Stated exercise: Resume the mailing-list thread about grouping in Pig without the key, picking up right after its final line.

Extracted text:

----------------

You are viewing a plain text version of this content. The canonical link for it is here.

Posted to user@pig.apache.org by Lai Will <la...@student.ethz.ch> on 2011/04/28 18:05:34 UTC

Group by, without having key in old relation

Hi there

Let's say I have

DUMP A
(user1, date1, {(item1), (item2)}, {(skill1), (skill2)})
(user1, date2, {(item3), (item4), (item5)}, {(skill1), (skill3)})
(user2, date2, {(item2), (item5)}, {(skill4})

When I do 

B = GROUP A by user

I get

user1 {(user1, date1, {(item1), (item2)}, {(skill1), (skill2)}), (user1, date2, {(item3), (item4), (item5)}, {(skill1), (skill3)}) }
user2 {(user2, date2, {(item2), (item5)}, {(skill4})}

this is actually fine, but better would be to have the previous relation without the group by key contained:

user1 {(date1, {(item1), (item2)} , {(skill1), (skill2)}), (date2, {(item3), (item4), (item5)}, {(skill1), (skill3)})}
user2 {(date2, {(item2), (item5)} , {(skill4})}

what's the easiest way to achieve this?

Best,
Will

RE: Group by, without having key in old relation

Posted by Lai Will <la...@student.ethz.ch>.

Oh I was not aware of that notation.
Just saw that its documented as tuple dereference.

Thanks!

Best,
Will

-----Original Message-----
From: Jonathan Coveney [mailto:jcoveney@gmail.com] 
Sent: Donnerstag, 28. April 2011 20:38
To: user@pig.apache.org
Subject: Re: Group by, without having key in old relation

I believe this should work

B= GROUP A BY user;
C = FOREACH B GENERATE group,B.(datecol,itemscol,skillcol);

2011/4/28 Lai Will <la...@student.ethz.ch>

> Hi there
>
> Let's say I have
>
> DUMP A
> (user1, date1, {(item1), (item2)}, {(skill1), (skill2)}) (user1, 
> date2, {(item3), (item4), (item5)}, {(skill1), (skill3)}) (user2, 
> date2, {(item2), (item5)}, {(skill4})

----------------

Pointing dataset records:
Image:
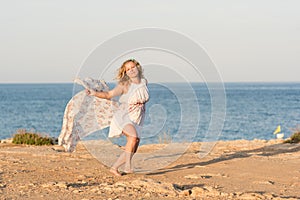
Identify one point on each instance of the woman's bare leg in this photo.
(130, 148)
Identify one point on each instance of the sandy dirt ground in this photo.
(239, 169)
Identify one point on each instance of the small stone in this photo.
(147, 195)
(197, 191)
(185, 193)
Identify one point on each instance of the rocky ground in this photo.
(240, 169)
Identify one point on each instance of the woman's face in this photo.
(131, 70)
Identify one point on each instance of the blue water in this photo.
(253, 110)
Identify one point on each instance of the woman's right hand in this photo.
(90, 92)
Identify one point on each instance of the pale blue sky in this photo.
(251, 40)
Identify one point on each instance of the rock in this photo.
(147, 195)
(61, 185)
(247, 196)
(198, 192)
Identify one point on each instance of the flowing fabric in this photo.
(86, 114)
(131, 110)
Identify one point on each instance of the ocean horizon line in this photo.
(170, 82)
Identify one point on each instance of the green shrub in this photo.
(30, 138)
(295, 138)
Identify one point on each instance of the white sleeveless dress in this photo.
(131, 110)
(86, 114)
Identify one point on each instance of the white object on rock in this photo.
(279, 135)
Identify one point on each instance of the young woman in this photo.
(129, 118)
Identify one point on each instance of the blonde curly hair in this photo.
(121, 73)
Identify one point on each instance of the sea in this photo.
(176, 112)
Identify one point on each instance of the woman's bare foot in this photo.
(115, 172)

----------------

Task response:
>
> When I do
>
> B = GROUP A by user
>
> I get
>
> user1 {(user1, date1, {(item1), (item2)}, {(skill1), (skill2)}), 
> (user1, date2, {(item3), (item4), (item5)}, {(skill1), (skill3)}) }
> user2 {(user2, date2, {(item2), (item5)}, {(skill4})}
>
> this is actually fine, but better would be to have the previous 
> relation without the group by key contained:
>
> user1 {(date1, {(item1), (item2)} , {(skill1), (skill2)}), (date2, 
> {(item3), (item4), (item5)}, {(skill1), (skill3)})}
> user2 {(date2, {(item2), (item5)} , {(skill4})}
>
> what's the easiest way to achieve this?
>
> Best,
> Will
>
>
>
>
>
>
>

Re: Group by, without having key in old relation

Posted by Jonathan Coveney <jc...@gmail.com>.

I believe this should work

B= GROUP A BY user;
C = FOREACH B GENERATE group,B.(datecol,itemscol,skillcol);

2011/4/28 Lai Will <la...@student.ethz.ch>

> Hi there
>
> Let's say I have
>
> DUMP A
> (user1, date1, {(item1), (item2)}, {(skill1), (skill2)})
> (user1, date2, {(item3), (item4), (item5)}, {(skill1), (skill3)})
> (user2, date2, {(item2), (item5)}, {(skill4})
>
> When I do
>
> B = GROUP A by user
>
> I get
>
> user1 {(user1, date1, {(item1), (item2)}, {(skill1), (skill2)}), (user1,
> date2, {(item3), (item4), (item5)}, {(skill1), (skill3)}) }
> user2 {(user2, date2, {(item2), (item5)}, {(skill4})}
>
> this is actually fine, but better would be to have the previous relation
> without the group by key contained:
>
> user1 {(date1, {(item1), (item2)} , {(skill1), (skill2)}), (date2,
> {(item3), (item4), (item5)}, {(skill1), (skill3)})}
> user2 {(date2, {(item2), (item5)} , {(skill4})}
>
> what's the easiest way to achieve this?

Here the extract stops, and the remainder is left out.